Registros do conjunto de dados de anotação de pontos
-*-*-

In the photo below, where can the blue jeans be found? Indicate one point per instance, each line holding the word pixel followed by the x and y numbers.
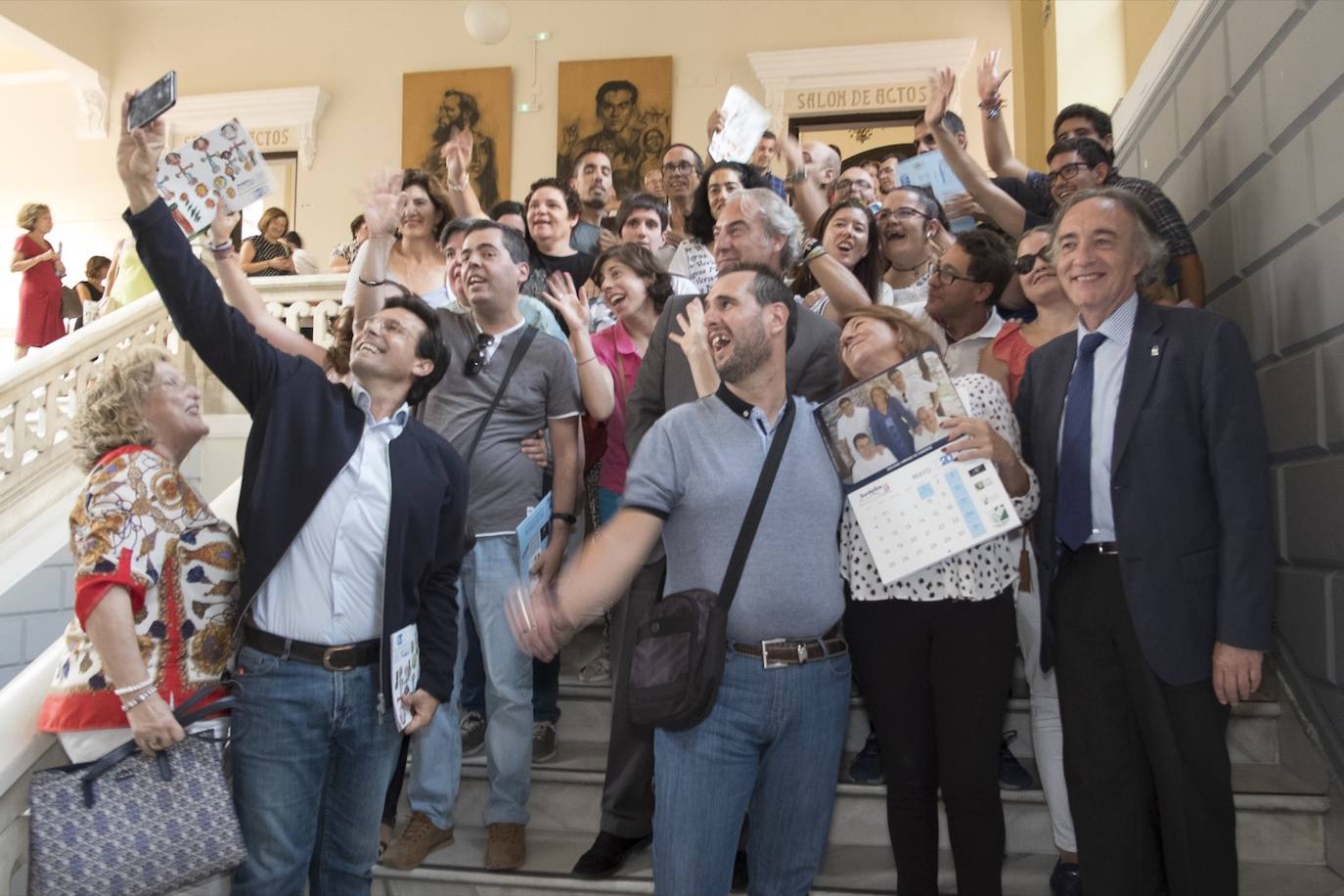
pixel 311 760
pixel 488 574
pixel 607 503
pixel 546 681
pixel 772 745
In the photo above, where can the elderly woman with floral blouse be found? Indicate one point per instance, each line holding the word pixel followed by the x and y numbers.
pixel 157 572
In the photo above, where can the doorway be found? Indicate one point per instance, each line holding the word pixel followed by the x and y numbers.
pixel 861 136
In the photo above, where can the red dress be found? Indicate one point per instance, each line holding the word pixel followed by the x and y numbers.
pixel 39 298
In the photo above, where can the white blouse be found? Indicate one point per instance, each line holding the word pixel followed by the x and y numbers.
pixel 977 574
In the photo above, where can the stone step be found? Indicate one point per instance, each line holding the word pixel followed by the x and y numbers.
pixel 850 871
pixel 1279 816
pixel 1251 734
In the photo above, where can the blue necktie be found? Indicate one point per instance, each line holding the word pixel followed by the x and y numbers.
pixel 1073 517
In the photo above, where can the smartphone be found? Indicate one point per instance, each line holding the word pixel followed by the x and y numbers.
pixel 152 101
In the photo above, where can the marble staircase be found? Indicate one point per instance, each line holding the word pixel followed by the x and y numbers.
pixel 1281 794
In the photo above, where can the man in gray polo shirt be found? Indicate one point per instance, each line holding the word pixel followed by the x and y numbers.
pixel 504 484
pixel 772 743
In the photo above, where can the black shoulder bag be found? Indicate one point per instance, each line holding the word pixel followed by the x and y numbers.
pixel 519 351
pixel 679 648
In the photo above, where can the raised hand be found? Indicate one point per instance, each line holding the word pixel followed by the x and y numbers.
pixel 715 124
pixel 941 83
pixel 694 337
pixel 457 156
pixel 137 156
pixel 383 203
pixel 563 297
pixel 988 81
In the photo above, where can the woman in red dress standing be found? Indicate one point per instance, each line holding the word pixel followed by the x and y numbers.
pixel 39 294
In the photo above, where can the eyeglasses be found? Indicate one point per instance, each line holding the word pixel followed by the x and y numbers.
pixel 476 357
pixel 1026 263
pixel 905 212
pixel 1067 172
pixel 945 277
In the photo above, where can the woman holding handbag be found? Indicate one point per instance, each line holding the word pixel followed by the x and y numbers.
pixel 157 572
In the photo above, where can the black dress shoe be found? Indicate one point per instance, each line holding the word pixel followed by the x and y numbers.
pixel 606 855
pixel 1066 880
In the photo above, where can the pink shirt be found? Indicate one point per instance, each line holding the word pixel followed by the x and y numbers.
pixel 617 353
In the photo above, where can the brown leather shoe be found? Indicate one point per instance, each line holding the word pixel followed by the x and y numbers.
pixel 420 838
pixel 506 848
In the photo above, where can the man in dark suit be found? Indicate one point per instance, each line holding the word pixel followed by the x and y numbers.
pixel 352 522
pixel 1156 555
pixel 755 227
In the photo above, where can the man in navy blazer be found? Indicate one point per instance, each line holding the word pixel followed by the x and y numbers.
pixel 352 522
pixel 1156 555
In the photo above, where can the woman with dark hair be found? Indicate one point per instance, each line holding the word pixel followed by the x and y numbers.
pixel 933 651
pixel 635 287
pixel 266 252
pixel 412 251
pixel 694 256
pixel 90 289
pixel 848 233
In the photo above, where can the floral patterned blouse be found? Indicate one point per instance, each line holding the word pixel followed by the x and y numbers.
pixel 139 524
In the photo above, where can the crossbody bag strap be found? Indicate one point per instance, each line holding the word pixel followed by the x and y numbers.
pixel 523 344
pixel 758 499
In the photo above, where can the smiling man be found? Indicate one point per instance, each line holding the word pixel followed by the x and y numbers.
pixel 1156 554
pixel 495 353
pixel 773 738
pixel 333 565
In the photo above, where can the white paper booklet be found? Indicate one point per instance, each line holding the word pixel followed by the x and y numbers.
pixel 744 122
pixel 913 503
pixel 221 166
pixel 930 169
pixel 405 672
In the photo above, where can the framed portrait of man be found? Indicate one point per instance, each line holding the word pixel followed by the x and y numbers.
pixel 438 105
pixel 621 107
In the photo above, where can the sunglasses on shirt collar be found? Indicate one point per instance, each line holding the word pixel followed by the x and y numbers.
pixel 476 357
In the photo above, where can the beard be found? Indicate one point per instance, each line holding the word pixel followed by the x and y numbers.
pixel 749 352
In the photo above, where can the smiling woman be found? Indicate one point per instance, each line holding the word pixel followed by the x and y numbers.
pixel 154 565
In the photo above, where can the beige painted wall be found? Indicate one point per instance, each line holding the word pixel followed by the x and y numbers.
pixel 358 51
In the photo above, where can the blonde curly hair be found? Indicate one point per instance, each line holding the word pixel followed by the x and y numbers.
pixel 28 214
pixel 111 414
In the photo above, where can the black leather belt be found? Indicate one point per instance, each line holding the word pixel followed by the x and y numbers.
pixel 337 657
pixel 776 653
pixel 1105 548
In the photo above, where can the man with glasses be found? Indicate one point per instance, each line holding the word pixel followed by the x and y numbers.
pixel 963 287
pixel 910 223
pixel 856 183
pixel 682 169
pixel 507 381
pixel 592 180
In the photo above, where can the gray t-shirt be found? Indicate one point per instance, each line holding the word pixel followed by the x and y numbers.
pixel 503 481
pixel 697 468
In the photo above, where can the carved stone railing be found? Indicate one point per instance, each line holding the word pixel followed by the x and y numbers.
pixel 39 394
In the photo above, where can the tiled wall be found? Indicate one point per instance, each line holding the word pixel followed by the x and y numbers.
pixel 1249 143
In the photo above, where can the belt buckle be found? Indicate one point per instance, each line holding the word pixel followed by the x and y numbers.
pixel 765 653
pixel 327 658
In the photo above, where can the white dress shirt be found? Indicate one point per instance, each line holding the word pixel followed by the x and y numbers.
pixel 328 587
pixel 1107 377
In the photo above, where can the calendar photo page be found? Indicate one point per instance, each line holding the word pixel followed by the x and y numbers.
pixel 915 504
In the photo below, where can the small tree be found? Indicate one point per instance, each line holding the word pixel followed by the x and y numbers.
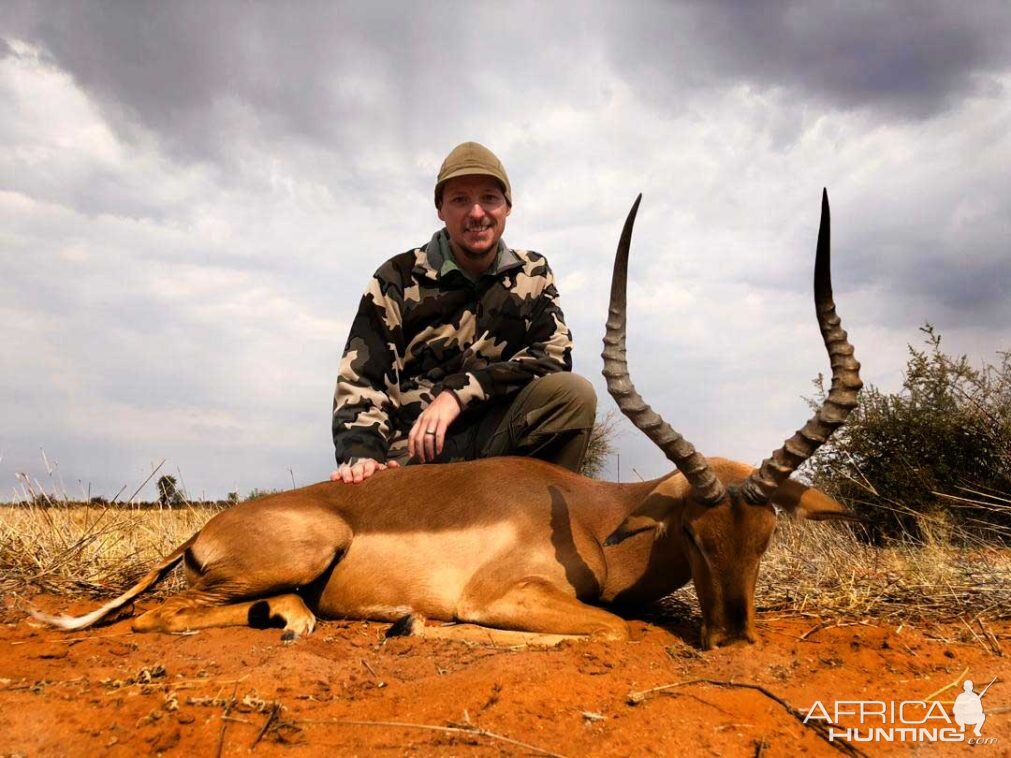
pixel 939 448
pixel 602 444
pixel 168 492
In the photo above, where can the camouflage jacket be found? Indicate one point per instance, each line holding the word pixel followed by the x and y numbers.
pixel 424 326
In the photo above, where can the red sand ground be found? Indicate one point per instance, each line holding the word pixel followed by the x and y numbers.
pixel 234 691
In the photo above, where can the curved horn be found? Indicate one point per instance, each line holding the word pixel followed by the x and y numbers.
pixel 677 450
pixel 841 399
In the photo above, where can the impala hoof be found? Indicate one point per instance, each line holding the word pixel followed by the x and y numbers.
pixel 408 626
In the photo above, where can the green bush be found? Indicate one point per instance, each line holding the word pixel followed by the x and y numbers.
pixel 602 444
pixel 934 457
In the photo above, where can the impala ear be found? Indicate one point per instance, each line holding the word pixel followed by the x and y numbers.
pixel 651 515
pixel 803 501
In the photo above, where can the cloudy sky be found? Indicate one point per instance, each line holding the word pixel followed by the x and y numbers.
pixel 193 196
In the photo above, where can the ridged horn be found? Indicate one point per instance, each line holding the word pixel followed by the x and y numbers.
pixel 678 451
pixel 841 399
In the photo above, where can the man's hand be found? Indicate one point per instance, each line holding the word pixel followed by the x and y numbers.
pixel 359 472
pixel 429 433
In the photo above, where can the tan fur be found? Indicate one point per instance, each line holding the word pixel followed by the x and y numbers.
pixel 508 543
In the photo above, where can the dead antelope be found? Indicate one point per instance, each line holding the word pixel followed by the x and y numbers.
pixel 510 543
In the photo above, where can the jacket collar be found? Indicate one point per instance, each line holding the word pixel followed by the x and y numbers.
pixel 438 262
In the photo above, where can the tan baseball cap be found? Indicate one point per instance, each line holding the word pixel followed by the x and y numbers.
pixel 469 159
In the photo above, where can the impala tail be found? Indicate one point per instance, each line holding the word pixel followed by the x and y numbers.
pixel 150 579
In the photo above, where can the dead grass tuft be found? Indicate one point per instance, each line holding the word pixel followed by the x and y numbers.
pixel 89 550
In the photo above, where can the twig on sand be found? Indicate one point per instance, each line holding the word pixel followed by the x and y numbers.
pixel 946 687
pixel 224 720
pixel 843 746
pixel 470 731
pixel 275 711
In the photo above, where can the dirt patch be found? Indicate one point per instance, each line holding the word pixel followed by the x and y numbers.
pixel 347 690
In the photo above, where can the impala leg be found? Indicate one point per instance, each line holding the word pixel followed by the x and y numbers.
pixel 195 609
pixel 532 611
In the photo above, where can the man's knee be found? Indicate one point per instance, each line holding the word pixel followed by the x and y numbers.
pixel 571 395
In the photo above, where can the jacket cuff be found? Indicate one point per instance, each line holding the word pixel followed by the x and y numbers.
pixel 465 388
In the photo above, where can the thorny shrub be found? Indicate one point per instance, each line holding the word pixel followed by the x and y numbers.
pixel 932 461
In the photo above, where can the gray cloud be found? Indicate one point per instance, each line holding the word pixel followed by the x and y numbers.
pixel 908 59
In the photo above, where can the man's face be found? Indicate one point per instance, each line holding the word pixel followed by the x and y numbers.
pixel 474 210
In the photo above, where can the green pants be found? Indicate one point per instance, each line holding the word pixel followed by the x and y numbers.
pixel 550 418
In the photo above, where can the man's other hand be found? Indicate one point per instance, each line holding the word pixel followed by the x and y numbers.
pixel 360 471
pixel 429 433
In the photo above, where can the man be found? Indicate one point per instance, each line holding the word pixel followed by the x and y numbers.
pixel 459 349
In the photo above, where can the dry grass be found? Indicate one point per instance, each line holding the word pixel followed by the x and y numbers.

-*-*-

OBJETIVO
Você pode repetir, sem nenhuma alteração, as linhas da listagem que começam na linha com "In the photo above, where can the man in gray" e vão até a linha com "pixel 39 294", incluindo as duas?

RESPOSTA A SEGUIR
In the photo above, where can the man in gray polo shirt be found? Indicate one point per instance, each line holding the word pixel followed by the x and y numbers.
pixel 504 484
pixel 772 743
In the photo above, where can the black shoulder bag be found? Indicate one point per instance, each line holding the word pixel followed by the x and y numbers.
pixel 519 351
pixel 679 648
In the photo above, where can the raised hand be found? Indicate one point per instance, each line holding the word pixel followed by the x and y numbers.
pixel 715 124
pixel 941 83
pixel 694 337
pixel 457 156
pixel 137 156
pixel 383 203
pixel 563 297
pixel 988 81
In the photo above, where can the woman in red dress standing be found? Indicate one point per instance, each line holding the word pixel followed by the x and y numbers.
pixel 39 294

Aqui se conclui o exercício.